Explore the material:
[a] In the review of Mazurka, where does Mazurka fall in the Gus LeGarde series?
[b] Which characters does the review of Mazurka name as having rapidly become real to the reviewer?

Supplied text:
· · · · · · ·

Posted March 16, 2011
I'd heard of Aaron Lazar's Gus LeGarde mysteries, but hadn't read any yet, so I had slightly mixed feelings when I got the chance to read the fourth in the series before trying the others. On the one hand, Mazurka starts in Paris, the location of some especially fond memories for me, so that was certainly an attraction. But on the other hand I was nervous that I might feel I was playing catch-up, chasing after characters that other readers already knew and loved.
I needn't have worried. Gus, Camille and Siegfried rapidly became real to me, as did the scenes they inhabited. Soon I was smelling and hearing Paris all around me as I sank into the story.
And tasting it!
The author's ability to evoke the flavor of a city, and a meal, is truly amazing. I frequently felt like I was sitting at the next table in a street-café. I could feel the texture as a French loaf was torn apart, and taste the crumbs on my tongue. I could see the flowers and hear the birds. And in a heartbeat, I was part of the confusion and fear all around as events transformed LeGarde's beautiful haven to a terror zone.
The author's wide-ranging skills are equally apparent in love scenes, in evocative passages filled with memories, and in death-defying action. His protagonists are at once believable and just plain nice, leaving the reader pleased to have met them and eager to spend more time in their company. And the enemy in Mazurka is one that has indeed been on the rise, in Europe and beyond. Lazar's handling of local history and the global nature of evil was very nicely done.

· · · · · · ·

Data supplied:
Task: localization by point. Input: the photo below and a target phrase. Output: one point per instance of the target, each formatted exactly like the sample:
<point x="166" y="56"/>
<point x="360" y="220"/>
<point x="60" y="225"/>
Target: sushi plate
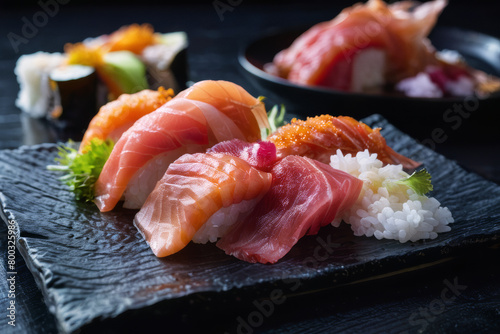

· · · · · · ·

Outputs for the tasks:
[a] It is the fourth book in the series.

[b] Gus, Camille and Siegfried.